══ Texte source ══
5e test : générer une série de diapositives
Manus propose également depuis peu la création d'une série de diapositives structurées à partir d'une simple invite. Cela peut être très intéressant à utiliser dans le cadre professionnel. Pour cela, il est possible de lui fournir directement un fichier. Prenez soin de ne pas y mentionner d'informations sensibles. Grâce au RAG, Manus peut sortir un document très intéressant.
Pour un autre de nos tests, nous nous appuyons sur les connaissances tirées d'Internet. Le prompt : "Je suis un formateur et consultant Qualiopi. Dans le cadre de la formation que je dispense, crée un cours basé sur des diapositives claires et pédagogiques expliquant l'intérêt de passer la certification Qualiopi. Cela doit permettre de faire comprendre facilement les avantages de celle-ci. Les couleurs dominantes des diapositives sont le bleu, le jaune et le rouge."
En seulement quelques minutes, Manus fournit un document exploitable (voir ici). Les informations demeurent toutefois à vérifier. On note la présence de logos, schémas, graphiques, ou de citations qui facilitent la lecture du document. Il est bien structuré. La répartition des couleurs est discutable, elle peut être améliorée dans le prompt.
6e test : créer un podcast
Manus peut aussi créer un podcast à partir d'un script. Nous lui avons par exemple demandé de réaliser un podcast de l'article "Tutoriel : comment automatiser Google Chrome avec Nanobrowser et Gemini." Pour créer le fichier audio demandé, Manus analyse l'article, résume la structure et rédige le script. Il est possible de choisir entre une voix féminine ou masculine pour dicter le texte.
Le résultat généré est plutôt bon. Le ton de la voix, la diction et la tonalité sont assez convaincants. Quelques bémols : la prononciation de certains mots, en anglais notamment, laisse à désirer, tout comme le côté verbeux et technophile du texte généré.
7e test : générer une vidéo avec commentaires
La création d'une vidéo avec une voix off constitue également une possibilité de Manus. Nous lui avons par exemple soumis ce prompt : "Réalise une vidéo de cet article "Tutoriel : comment automatiser Google Chrome avec Nanobrowser et Gemini". Elle prendra la forme d'une vidéo journalistique reprenant les grandes sections de l'article. Illustre-la avec des images en lien avec la voix-off. Ces images doivent si possible changer toutes les 2 à 4 secondes environ. Elles doivent être pertinentes, variées et ne jamais être les mêmes. Tu peux utiliser les images et des extraits de vidéo de l'article. La vidéo doit durer moins de 4 minutes."
La vidéo générée possède les mêmes caractéristiques au niveau du texte que le podcast créé. Malheureusement, les images ne sont pas toujours pertinentes avec le texte lu, et leur qualité n'est pas toujours optimale.
Attention aux données partagées
Malgré toutes ces prouesses ou potentialités, certaines limites apparaissent chez Manus. Si l'autonomie et la latence se révèlent souvent satisfaisants, le problème vient plutôt de la sécurité des données. Les agents de navigations qui s'exécutent à distance dans le cloud peuvent potentiellement avoir un comportement inapproprié ou fuiter des données. Egalement, la manipulation de plateformes en ligne pose question. Signalons que, d'après nos essais, Manus n'a pas pu entrer dans des sites payants, même si les possibilités de l'outil pourraient mettre à mal plus d'un paywall.
De plus, d'après une étude récente, des éléments provenant de la politique de confidentialité de Manus du 8 mars 2025 ne respectent que partiellement le Règlement Général sur la Protection des Données. Il n'existe par exemple aucune mention d'encadrement légal des transferts de données vers Singapour, un pays tiers ne bénéficiant pas d'une décision d'adéquation de la Commission européenne. La conservation des données, jusqu'à 6 ans, sans finalité claire, pose également souci. L'enquête déplore de plus l'absence explicite de consentement de l'utilisateur pour chaque finalité.
═══
══ Extrait des données ══
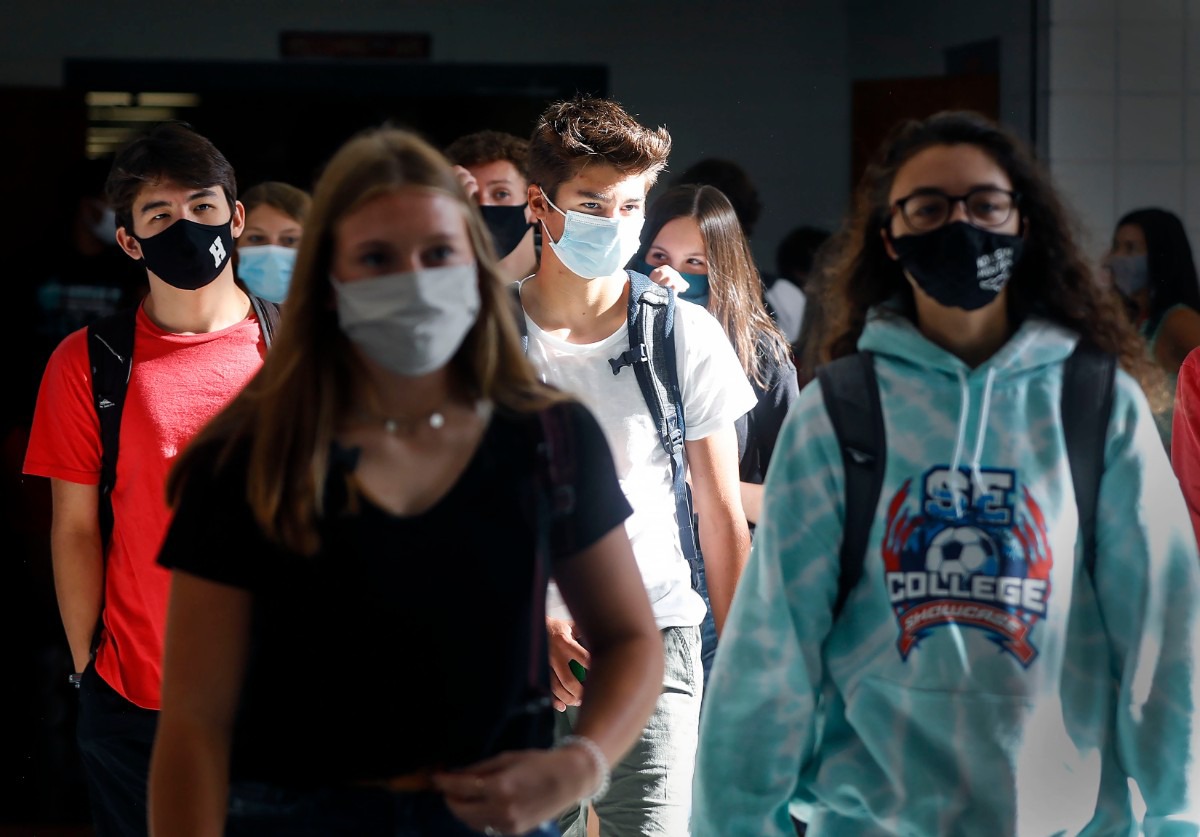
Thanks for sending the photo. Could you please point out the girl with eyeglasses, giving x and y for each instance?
(982, 675)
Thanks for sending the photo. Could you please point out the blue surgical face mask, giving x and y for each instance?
(267, 270)
(697, 283)
(591, 246)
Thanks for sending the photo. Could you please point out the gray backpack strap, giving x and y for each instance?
(652, 354)
(519, 313)
(268, 314)
(1089, 385)
(852, 399)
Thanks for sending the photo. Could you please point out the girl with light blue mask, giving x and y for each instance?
(694, 242)
(267, 251)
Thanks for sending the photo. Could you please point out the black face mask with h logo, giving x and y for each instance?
(186, 254)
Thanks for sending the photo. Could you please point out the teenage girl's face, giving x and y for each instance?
(955, 170)
(401, 232)
(1129, 240)
(679, 245)
(268, 226)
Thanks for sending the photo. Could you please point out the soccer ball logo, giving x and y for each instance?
(960, 551)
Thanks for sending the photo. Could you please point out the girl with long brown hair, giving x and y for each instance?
(361, 545)
(994, 669)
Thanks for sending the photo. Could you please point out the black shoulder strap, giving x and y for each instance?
(111, 357)
(1089, 381)
(268, 314)
(652, 354)
(519, 312)
(852, 399)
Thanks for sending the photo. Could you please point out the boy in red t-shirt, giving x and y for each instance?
(196, 343)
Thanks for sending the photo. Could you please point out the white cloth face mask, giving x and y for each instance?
(411, 323)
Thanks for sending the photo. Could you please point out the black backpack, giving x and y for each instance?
(111, 357)
(652, 355)
(852, 401)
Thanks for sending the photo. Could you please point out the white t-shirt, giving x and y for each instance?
(715, 392)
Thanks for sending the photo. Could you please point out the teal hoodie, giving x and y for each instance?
(978, 680)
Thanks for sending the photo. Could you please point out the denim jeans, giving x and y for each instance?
(115, 738)
(261, 810)
(651, 790)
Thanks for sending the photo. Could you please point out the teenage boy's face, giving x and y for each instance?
(597, 190)
(160, 205)
(499, 184)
═══
• [Consignes]:
1 > Reproduisez fidèlement le passage de l'article sur Manus qui débute par les mots contenant "5e test : générer" et s'achève sur "document très intéressant.".
2 > Dans l'article sur Manus, quels éléments relève-t-on dans le document de diapositives généré qui en facilitent la lecture ? Donnez-les tous.
Ces entrées proviennent d'une source distincte.

• [Corrigé]:
1 >
5e test : générer une série de diapositives
Manus propose également depuis peu la création d'une série de diapositives structurées à partir d'une simple invite. Cela peut être très intéressant à utiliser dans le cadre professionnel. Pour cela, il est possible de lui fournir directement un fichier. Prenez soin de ne pas y mentionner d'informations sensibles. Grâce au RAG, Manus peut sortir un document très intéressant.

2 >
- logos
- schémas
- graphiques
- citations